**Provided text:**
Engineer Omar Shatat, Deputy Director of the Coastal Municipalities Water Utility, told Al Mezan that following the recent displacement orders covering the southwestern areas of Deir al-Balah, the South Gaza seawater desalination plant now falls within the declared evacuation zone. The plant currently produces 2,500 to 3,000 cubic meters of desalinated water per day using backup generators. If the Israeli authorities were to resume energy supplies to the plant, its output could reach up to 20,000 cubic meters per day, as it did between November 2024 and March 2025, before Israeli authorities cut the power supply on 9 March 2025.
This plant is currently the largest functioning source of desalinated water in Gaza, supplying over 200,000 displaced and resident civilians with potable water through tanker distribution and limited direct pumping via municipal networks. If reconnected to electricity, it could provide water for around 700,000 people daily. A shutdown would leave only a few smaller desalination plants as alternatives, which are insufficient to meet the needs of residents and displaced people, especially in the Middle Area Governorate, where Mekorot water lines have been disconnected for over five months. The cessation of this last operational desalination plant would trigger a full-scale water catastrophe.
Since the beginning of Israel’s genocide on Gaza in October 2023, 91% of households in Gaza have experienced water insecurity. Sixty-five percent of the population receives only 3–5 liters of water per person per day for drinking and cooking, while the remaining 35% receive less than 15 liters per person per day – the minimum emergency threshold set by the World Health Organization for drinking, cooking, and basic hygiene.

(Saved data entries)
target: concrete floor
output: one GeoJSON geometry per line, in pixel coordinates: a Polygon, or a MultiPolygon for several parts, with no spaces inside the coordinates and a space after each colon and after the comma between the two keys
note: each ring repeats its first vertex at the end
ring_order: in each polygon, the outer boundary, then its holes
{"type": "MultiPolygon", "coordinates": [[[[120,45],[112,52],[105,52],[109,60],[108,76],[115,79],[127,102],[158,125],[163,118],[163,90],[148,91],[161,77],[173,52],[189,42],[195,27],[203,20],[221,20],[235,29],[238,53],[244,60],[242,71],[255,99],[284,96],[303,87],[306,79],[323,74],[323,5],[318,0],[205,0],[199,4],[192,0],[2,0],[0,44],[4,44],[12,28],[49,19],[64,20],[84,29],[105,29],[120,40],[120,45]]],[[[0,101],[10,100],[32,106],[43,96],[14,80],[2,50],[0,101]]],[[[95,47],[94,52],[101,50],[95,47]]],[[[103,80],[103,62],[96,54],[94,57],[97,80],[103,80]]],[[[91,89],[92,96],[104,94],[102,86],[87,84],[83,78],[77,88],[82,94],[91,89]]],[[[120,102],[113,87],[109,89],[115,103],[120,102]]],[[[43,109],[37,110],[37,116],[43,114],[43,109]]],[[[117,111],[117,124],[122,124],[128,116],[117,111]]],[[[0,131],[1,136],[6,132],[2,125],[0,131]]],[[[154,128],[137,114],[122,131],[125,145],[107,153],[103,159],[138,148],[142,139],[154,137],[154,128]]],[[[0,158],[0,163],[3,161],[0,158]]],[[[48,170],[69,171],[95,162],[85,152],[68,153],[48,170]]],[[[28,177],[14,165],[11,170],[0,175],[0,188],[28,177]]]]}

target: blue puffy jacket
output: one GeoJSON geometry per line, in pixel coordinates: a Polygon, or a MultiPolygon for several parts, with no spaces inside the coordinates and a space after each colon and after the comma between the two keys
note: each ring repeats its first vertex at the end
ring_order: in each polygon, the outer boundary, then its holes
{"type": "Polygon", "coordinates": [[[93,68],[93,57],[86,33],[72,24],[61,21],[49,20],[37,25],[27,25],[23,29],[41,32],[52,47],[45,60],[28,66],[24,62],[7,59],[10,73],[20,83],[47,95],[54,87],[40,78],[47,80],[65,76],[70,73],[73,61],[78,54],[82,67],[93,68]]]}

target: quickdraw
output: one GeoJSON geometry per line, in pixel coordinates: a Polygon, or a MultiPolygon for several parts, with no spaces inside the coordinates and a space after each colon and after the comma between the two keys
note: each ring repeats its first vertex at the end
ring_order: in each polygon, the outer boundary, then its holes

**Exercise tasks:**
[a] According to the Gaza water passage, how much desalinated water does the South Gaza plant currently produce per day?
[b] Edit the Gaza water passage by rewriting the stretch from "Engineer Omar Shatat, Deputy" through "9 March 2025." with "backup generators" replaced by "emergency generators".
[c] Continue the Gaza water passage from where it stops.
You won't need these items for any of the tasks.

**Answers given:**
[a] It produces 2,500 to 3,000 cubic meters per day.

[b]
Engineer Omar Shatat, Deputy Director of the Coastal Municipalities Water Utility, told Al Mezan that following the recent displacement orders covering the southwestern areas of Deir al-Balah, the South Gaza seawater desalination plant now falls within the declared evacuation zone. The plant currently produces 2,500 to 3,000 cubic meters of desalinated water per day using emergency generators. If the Israeli authorities were to resume energy supplies to the plant, its output could reach up to 20,000 cubic meters per day, as it did between November 2024 and March 2025, before Israeli authorities cut the power supply on 9 March 2025.

[c]
This severe shortfall is the result of widespread infrastructure destruction, a total power blackout that has crippled water pumping systems and related facilities such as reservoirs and pumping stations, caused by severe restrictions on the entry of fuel and materials essential for their operation.
Al Mezan strongly condemns Israel’s continued use of starvation – including the deprivation of water – as a weapon of war against Palestinians in Gaza and to deliberately impose conditions of life calculated to bring about their physical destruction as part of its ongoing genocide. This calculated policy is pushing Gaza toward an imminent humanitarian catastrophe that will involve deaths from both hunger and thirst. The unfolding catastrophe results directly from Israel’s systematic destruction of essential infrastructure, the ongoing closure of border crossings, the tightening of its unlawful siege, and the intentional targeting of food and water sources.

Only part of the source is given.